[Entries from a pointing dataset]
* start *

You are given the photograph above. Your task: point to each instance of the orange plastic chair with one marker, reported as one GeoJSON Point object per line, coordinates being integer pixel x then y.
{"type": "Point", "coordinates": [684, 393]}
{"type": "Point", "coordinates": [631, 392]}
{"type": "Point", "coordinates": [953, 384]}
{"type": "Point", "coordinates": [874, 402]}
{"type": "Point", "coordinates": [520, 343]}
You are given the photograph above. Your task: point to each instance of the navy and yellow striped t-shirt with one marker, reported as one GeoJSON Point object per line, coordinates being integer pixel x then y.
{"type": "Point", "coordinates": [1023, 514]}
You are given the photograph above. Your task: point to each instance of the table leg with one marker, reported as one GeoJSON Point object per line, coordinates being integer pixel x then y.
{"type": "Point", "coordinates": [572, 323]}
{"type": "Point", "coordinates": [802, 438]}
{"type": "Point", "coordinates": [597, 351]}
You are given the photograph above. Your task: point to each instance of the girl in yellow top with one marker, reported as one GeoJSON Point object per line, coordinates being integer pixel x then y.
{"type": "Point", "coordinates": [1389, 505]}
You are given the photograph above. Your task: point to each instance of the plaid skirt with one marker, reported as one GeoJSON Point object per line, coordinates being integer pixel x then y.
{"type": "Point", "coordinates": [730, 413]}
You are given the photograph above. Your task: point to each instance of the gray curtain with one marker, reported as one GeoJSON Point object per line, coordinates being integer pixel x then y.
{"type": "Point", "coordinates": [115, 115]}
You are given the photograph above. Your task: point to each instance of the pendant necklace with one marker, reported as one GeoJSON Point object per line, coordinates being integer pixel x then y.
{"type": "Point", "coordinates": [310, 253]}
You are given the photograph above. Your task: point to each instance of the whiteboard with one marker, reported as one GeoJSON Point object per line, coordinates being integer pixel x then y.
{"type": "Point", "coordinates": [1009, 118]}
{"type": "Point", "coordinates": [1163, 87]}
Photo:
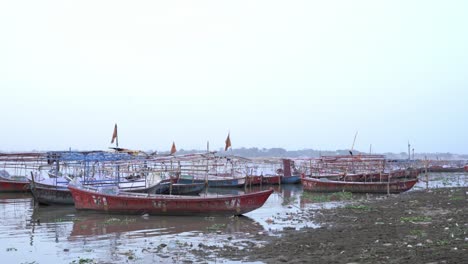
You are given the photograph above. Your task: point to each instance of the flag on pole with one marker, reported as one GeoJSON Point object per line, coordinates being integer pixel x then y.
{"type": "Point", "coordinates": [228, 142]}
{"type": "Point", "coordinates": [114, 135]}
{"type": "Point", "coordinates": [173, 148]}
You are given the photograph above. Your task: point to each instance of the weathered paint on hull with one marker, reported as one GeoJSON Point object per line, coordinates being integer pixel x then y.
{"type": "Point", "coordinates": [127, 203]}
{"type": "Point", "coordinates": [291, 179]}
{"type": "Point", "coordinates": [215, 183]}
{"type": "Point", "coordinates": [316, 185]}
{"type": "Point", "coordinates": [253, 180]}
{"type": "Point", "coordinates": [271, 179]}
{"type": "Point", "coordinates": [51, 195]}
{"type": "Point", "coordinates": [185, 189]}
{"type": "Point", "coordinates": [13, 186]}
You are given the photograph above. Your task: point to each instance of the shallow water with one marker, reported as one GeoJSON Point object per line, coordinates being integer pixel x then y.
{"type": "Point", "coordinates": [60, 234]}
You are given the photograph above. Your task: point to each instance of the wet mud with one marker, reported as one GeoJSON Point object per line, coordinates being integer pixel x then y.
{"type": "Point", "coordinates": [424, 226]}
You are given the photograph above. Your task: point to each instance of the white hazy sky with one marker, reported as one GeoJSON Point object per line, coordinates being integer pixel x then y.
{"type": "Point", "coordinates": [290, 74]}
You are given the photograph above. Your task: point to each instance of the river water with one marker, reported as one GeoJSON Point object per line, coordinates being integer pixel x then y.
{"type": "Point", "coordinates": [60, 234]}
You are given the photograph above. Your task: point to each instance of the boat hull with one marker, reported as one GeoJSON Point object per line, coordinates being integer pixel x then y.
{"type": "Point", "coordinates": [215, 182]}
{"type": "Point", "coordinates": [52, 195]}
{"type": "Point", "coordinates": [185, 189]}
{"type": "Point", "coordinates": [132, 203]}
{"type": "Point", "coordinates": [271, 180]}
{"type": "Point", "coordinates": [317, 185]}
{"type": "Point", "coordinates": [14, 186]}
{"type": "Point", "coordinates": [291, 179]}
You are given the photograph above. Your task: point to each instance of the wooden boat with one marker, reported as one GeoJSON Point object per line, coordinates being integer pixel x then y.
{"type": "Point", "coordinates": [324, 185]}
{"type": "Point", "coordinates": [51, 194]}
{"type": "Point", "coordinates": [290, 174]}
{"type": "Point", "coordinates": [271, 179]}
{"type": "Point", "coordinates": [253, 180]}
{"type": "Point", "coordinates": [14, 185]}
{"type": "Point", "coordinates": [215, 182]}
{"type": "Point", "coordinates": [113, 201]}
{"type": "Point", "coordinates": [184, 189]}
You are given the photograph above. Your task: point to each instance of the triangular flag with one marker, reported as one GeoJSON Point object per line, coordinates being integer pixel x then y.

* end *

TO BE DONE -> Write out the rows again, requests included, offsetting every coordinate in the answers by 72. Begin at the line that has "of the wooden" and stop after the last line of the rows.

TASK SOLUTION ->
You are given the photograph above. Your task: point to each instance of the wooden boat with one marker, reported as one GeoJSON Point object per line, coordinates being integer pixel x then y.
{"type": "Point", "coordinates": [396, 257]}
{"type": "Point", "coordinates": [123, 266]}
{"type": "Point", "coordinates": [362, 246]}
{"type": "Point", "coordinates": [343, 251]}
{"type": "Point", "coordinates": [325, 252]}
{"type": "Point", "coordinates": [86, 257]}
{"type": "Point", "coordinates": [287, 254]}
{"type": "Point", "coordinates": [185, 273]}
{"type": "Point", "coordinates": [256, 261]}
You are given the photograph above. Your task: point to each instance of the triangular flag with one marker, reported as one GeoJSON Point object per line, coordinates being integer pixel x then y.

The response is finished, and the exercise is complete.